%%

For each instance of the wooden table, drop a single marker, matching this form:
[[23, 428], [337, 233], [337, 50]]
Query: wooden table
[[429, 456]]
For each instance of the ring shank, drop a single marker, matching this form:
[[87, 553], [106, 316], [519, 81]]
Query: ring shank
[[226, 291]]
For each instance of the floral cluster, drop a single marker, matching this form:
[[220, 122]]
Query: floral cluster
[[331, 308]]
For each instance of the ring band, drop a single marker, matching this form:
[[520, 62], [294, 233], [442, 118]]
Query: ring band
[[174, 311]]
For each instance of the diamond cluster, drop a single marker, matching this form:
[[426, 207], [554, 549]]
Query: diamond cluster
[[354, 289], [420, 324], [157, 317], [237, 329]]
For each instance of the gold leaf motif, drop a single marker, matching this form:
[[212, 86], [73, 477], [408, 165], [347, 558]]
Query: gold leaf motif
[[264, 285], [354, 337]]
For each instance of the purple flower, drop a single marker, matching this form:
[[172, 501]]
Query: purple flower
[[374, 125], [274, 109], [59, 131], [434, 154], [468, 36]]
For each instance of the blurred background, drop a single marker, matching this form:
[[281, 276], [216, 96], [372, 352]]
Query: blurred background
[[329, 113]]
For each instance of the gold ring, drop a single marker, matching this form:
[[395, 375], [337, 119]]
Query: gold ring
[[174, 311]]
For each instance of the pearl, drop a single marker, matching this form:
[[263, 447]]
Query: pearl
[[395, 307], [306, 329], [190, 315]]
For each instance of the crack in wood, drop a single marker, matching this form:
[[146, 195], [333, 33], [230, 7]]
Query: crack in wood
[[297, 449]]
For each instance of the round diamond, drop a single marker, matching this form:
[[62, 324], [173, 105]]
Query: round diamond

%%

# Requirement
Give back each line of the material above exactly as it appears.

# The answer
For each instance of the wooden table, drop a single marker, matching this form:
[[23, 428], [337, 233], [337, 50]]
Query: wooden table
[[429, 456]]
For each instance of the ring shank, drop a single marker, matching this form:
[[87, 553], [106, 316], [519, 81]]
Query: ring shank
[[226, 291]]
For each instance of the floral cluster, drop a single marker, matching this form:
[[220, 122]]
Query: floral cluster
[[331, 308]]
For each instance of the ring band, drop a single marker, matching this form:
[[520, 62], [294, 233], [442, 118]]
Query: ring band
[[174, 311]]
For each instance of the diamond cluster, drop a single marker, matching this form:
[[426, 207], [554, 549]]
Query: diamond cluster
[[354, 289], [420, 324], [157, 317], [237, 329]]
For each instance of the gold leaf motif, drop a single marker, matching this form:
[[212, 86], [73, 477], [408, 165], [347, 558]]
Query: gold leaf motif
[[264, 285], [354, 337]]
For each instance of the purple flower, drop a single marker, matching this form:
[[172, 501]]
Query: purple flower
[[374, 125], [274, 109], [59, 131], [434, 154], [468, 36]]
For each instance of the blurred background, drop a single marker, matching this form:
[[281, 276], [216, 96], [372, 352]]
Query: blurred background
[[329, 113]]
For each instance of the gold ring, drop a single marker, matching this form:
[[395, 375], [337, 119]]
Query: gold ring
[[174, 311]]
For each instance of the pearl, drop a single marker, matching this form:
[[263, 447]]
Query: pearl
[[395, 307], [306, 329], [190, 315]]
For each instance of the crack in wood, drop a single marker, matching this form:
[[146, 195], [333, 33], [230, 7]]
Query: crack in wood
[[297, 449]]
For each instance of the round diamond, drop a single marker, matching this form:
[[62, 324], [173, 105]]
Query: round diamond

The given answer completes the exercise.